### Your task
How many lines of the entries below contain the string "green", counting only case-exact matches? Give the number and nothing else.

Extracted data entries
* * * * * * *

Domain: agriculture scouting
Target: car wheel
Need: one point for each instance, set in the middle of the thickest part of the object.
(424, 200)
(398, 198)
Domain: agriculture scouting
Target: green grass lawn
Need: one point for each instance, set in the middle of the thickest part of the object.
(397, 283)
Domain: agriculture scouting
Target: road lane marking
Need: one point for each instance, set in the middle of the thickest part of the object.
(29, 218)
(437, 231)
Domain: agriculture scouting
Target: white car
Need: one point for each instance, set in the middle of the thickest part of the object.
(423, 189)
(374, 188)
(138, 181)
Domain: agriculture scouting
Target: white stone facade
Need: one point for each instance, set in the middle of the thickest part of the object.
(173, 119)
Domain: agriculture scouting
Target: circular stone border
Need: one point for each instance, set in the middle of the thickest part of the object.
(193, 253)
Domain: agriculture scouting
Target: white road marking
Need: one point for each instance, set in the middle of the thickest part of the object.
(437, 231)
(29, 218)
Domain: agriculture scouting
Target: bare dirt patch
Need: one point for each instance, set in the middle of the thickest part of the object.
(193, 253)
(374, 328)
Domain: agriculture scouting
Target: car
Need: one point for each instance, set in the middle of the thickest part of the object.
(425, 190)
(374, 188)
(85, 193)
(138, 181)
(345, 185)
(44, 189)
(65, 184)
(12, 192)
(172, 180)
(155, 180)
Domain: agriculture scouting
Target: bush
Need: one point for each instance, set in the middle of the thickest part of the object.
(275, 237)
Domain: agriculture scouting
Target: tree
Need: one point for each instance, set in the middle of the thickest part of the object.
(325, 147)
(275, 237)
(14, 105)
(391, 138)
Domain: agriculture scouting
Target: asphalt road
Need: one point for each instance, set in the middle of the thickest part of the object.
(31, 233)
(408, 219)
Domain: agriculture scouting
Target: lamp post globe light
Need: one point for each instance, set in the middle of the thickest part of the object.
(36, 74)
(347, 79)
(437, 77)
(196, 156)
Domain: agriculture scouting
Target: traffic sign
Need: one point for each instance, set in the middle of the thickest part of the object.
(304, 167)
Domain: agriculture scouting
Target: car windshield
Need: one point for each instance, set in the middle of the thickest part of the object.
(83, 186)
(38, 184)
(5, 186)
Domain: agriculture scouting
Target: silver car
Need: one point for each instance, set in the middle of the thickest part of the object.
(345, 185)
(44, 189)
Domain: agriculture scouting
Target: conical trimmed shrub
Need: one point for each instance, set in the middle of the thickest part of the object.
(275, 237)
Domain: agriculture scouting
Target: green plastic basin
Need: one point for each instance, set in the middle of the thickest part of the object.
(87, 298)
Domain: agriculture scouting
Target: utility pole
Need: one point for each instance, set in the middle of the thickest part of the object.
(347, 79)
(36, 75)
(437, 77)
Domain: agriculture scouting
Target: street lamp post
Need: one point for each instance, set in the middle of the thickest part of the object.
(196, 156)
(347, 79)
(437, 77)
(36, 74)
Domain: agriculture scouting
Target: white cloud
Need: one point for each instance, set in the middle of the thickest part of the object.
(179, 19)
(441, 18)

* * * * * * *

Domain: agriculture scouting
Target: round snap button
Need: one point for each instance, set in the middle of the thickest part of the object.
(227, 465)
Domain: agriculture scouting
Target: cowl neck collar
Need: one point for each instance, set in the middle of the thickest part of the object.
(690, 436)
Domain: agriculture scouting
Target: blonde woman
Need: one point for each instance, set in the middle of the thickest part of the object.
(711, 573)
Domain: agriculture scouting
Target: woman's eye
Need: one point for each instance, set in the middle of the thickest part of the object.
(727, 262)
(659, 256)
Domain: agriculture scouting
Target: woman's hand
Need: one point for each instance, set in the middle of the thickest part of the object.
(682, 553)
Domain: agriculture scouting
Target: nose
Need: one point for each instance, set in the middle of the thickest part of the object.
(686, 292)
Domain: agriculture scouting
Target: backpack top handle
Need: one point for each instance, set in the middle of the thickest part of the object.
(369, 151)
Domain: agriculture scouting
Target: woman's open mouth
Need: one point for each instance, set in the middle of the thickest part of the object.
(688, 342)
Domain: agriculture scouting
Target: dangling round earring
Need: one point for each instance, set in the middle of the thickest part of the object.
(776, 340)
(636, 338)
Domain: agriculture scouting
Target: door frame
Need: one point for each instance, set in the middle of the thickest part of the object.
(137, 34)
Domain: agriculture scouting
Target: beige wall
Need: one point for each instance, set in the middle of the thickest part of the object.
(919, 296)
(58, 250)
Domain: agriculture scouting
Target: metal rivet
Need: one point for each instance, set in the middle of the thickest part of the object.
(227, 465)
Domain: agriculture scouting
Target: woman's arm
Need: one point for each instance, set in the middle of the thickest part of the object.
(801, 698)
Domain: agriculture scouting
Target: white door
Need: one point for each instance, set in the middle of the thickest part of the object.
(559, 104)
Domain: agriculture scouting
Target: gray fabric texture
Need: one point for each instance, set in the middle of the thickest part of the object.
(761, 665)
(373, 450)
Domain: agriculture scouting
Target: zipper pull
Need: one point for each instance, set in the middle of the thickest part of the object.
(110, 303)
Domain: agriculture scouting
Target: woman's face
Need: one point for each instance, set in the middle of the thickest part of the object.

* * * * * * *

### Answer
2